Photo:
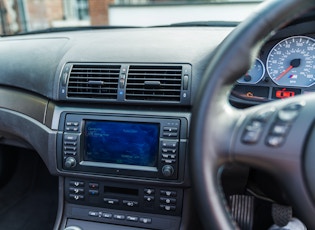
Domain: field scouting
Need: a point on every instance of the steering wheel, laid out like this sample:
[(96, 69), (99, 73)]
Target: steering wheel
[(222, 134)]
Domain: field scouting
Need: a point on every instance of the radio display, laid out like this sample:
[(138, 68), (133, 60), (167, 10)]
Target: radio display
[(115, 142)]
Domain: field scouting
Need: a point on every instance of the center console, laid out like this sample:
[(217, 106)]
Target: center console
[(123, 169)]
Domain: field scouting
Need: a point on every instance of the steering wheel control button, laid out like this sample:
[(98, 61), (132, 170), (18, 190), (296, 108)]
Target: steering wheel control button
[(287, 115), (70, 162), (76, 197), (289, 112), (275, 141), (76, 190), (252, 132), (149, 191), (280, 129)]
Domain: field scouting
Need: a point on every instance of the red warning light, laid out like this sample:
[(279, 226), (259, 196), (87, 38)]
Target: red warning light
[(283, 93)]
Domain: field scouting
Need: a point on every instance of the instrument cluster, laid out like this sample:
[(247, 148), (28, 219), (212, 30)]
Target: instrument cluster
[(284, 68)]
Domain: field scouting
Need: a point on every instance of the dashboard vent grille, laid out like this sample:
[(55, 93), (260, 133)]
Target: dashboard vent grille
[(93, 81), (154, 83)]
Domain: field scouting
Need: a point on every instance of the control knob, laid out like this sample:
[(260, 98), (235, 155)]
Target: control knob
[(70, 162), (167, 170)]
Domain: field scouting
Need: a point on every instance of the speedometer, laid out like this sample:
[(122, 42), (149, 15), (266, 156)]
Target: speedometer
[(291, 62)]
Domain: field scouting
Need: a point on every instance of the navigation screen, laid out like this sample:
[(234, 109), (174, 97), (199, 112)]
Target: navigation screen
[(121, 142)]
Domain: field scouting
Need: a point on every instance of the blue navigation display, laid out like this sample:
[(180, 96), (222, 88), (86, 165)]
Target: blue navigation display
[(121, 143)]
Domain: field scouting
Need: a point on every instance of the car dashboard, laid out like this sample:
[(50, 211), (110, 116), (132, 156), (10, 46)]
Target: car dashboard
[(108, 112)]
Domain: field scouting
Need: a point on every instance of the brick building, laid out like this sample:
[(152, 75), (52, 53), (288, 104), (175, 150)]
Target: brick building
[(26, 15)]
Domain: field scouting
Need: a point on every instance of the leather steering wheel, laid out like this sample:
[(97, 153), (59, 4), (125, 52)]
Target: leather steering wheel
[(221, 133)]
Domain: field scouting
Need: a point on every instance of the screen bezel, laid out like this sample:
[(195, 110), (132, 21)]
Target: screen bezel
[(118, 166)]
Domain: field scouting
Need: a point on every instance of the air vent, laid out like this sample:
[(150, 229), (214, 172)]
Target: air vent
[(93, 81), (154, 83)]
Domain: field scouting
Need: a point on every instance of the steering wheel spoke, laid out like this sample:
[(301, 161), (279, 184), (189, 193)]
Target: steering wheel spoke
[(268, 137), (275, 137)]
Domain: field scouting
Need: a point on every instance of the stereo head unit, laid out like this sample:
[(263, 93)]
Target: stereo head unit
[(142, 147)]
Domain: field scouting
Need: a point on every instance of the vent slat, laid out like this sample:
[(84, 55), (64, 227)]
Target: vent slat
[(165, 83), (83, 81)]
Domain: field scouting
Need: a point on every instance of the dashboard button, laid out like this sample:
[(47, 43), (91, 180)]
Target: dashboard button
[(145, 220), (129, 203), (76, 183), (132, 218), (119, 217), (107, 215), (111, 201), (76, 197)]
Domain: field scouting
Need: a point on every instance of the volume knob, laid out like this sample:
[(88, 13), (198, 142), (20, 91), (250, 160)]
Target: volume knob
[(70, 162), (167, 170)]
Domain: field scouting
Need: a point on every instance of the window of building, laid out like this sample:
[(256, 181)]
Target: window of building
[(76, 10)]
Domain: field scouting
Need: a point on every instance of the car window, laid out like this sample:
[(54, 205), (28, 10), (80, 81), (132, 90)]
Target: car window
[(31, 15)]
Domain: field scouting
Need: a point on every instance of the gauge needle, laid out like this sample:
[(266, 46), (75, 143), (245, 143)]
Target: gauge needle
[(294, 63)]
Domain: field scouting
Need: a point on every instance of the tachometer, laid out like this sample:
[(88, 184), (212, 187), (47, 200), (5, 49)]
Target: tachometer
[(291, 62)]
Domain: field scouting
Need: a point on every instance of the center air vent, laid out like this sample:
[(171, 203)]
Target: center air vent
[(93, 81), (154, 83)]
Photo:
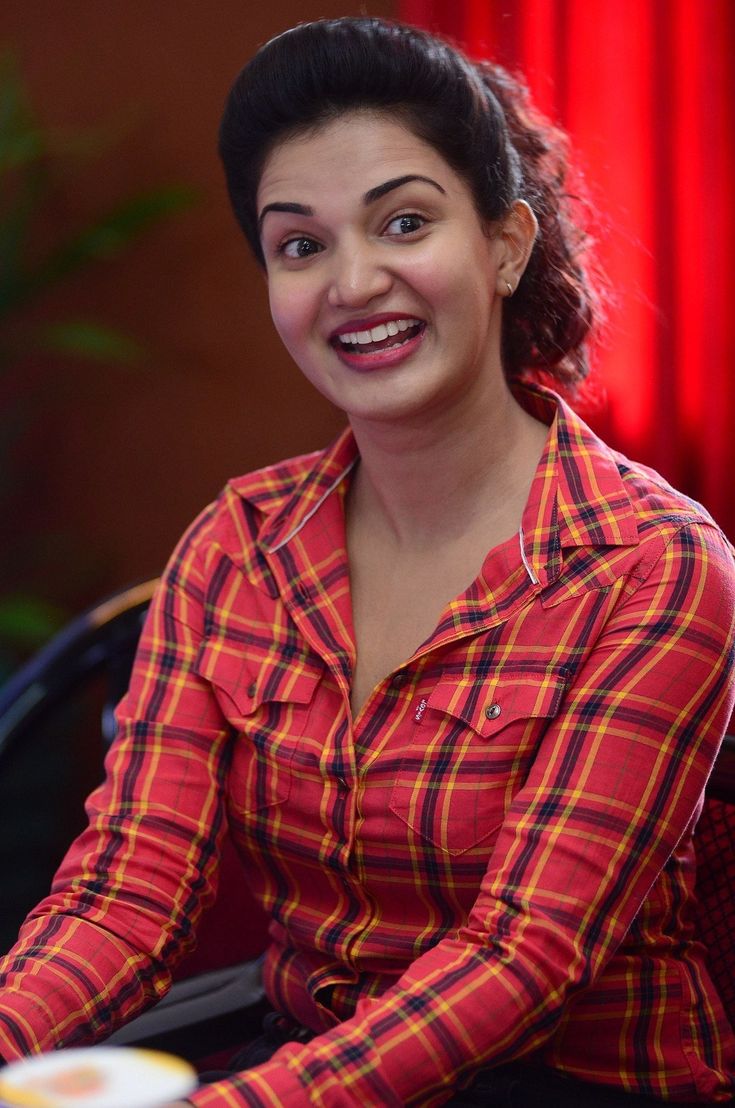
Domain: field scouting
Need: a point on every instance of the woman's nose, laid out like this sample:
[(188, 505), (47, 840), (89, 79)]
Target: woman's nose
[(357, 277)]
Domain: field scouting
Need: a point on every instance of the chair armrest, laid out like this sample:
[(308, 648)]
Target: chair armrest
[(202, 1015)]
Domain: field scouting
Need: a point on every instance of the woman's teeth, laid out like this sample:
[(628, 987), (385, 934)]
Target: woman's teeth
[(378, 334)]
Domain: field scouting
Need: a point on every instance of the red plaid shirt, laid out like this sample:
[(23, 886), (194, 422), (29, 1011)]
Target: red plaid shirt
[(493, 860)]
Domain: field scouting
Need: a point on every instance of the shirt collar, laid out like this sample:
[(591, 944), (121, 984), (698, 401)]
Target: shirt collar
[(329, 469), (578, 496)]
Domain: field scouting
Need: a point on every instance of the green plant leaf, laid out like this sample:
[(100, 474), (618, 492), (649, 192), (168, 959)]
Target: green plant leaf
[(89, 340), (28, 621), (104, 239)]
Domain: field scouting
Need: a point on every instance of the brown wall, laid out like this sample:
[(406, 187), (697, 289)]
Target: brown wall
[(116, 460)]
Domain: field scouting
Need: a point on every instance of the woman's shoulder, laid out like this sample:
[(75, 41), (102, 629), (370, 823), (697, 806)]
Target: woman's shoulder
[(235, 519)]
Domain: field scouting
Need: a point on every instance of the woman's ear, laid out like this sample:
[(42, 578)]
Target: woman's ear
[(517, 236)]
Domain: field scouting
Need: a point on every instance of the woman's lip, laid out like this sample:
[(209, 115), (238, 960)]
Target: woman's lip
[(366, 325), (380, 359)]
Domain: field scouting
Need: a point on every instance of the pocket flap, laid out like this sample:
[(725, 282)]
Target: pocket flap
[(252, 678), (489, 706)]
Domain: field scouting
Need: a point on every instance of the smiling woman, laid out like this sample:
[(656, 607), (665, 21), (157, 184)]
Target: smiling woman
[(455, 683)]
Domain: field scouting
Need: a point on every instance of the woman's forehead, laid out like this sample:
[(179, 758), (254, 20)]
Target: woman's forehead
[(356, 151)]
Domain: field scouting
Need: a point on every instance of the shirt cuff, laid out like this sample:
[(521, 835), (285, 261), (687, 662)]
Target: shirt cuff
[(272, 1085)]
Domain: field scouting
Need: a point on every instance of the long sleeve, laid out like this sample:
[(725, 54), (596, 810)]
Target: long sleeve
[(125, 900)]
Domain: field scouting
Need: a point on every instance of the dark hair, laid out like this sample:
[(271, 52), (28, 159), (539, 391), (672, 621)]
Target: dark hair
[(476, 115)]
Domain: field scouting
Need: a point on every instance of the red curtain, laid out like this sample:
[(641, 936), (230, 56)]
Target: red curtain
[(646, 89)]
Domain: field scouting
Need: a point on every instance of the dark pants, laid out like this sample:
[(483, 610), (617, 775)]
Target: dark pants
[(519, 1085)]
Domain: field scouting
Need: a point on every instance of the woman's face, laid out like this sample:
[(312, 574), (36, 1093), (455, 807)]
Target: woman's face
[(384, 285)]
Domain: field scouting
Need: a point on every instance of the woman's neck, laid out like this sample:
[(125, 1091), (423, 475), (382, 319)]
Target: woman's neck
[(446, 478)]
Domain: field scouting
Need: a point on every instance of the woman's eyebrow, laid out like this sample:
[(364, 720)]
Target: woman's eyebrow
[(285, 206), (370, 196), (387, 186)]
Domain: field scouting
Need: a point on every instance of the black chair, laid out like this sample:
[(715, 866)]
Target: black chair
[(50, 710), (220, 1007)]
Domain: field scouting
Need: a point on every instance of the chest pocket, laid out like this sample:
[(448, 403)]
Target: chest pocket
[(471, 752), (266, 699)]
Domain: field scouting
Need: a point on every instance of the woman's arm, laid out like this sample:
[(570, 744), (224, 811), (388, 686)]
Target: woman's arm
[(125, 901), (615, 785)]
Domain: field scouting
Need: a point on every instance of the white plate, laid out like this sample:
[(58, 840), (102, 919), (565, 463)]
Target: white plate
[(97, 1077)]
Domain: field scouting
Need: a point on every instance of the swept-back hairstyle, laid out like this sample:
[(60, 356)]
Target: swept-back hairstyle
[(476, 115)]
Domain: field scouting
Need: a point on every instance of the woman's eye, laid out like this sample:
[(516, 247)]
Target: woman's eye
[(299, 247), (405, 224)]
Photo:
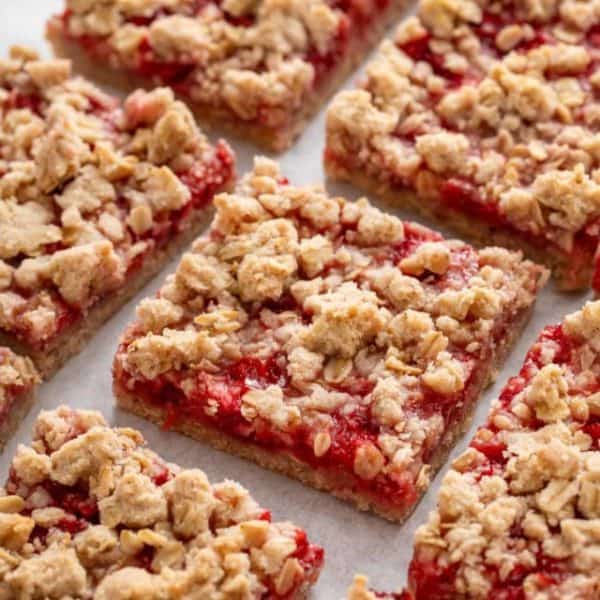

########

## Your task
Can you rename "radio display" to "audio display" in the listing, starting at its first line and stopping after the line that has "[(115, 142)]", with everything else left unchanged? Leave the pictures out.

## Written solution
Photo:
Domain: field scouting
Need: a point on every instance of the steering wheel, laid out like this sample:
[(96, 69), (99, 73)]
Target: steering wheel
[(222, 134)]
Domain: field scouting
Need: a point on every instance of the audio display, laid out like this sample:
[(138, 68), (133, 60), (167, 10)]
Target: audio display
[(115, 142)]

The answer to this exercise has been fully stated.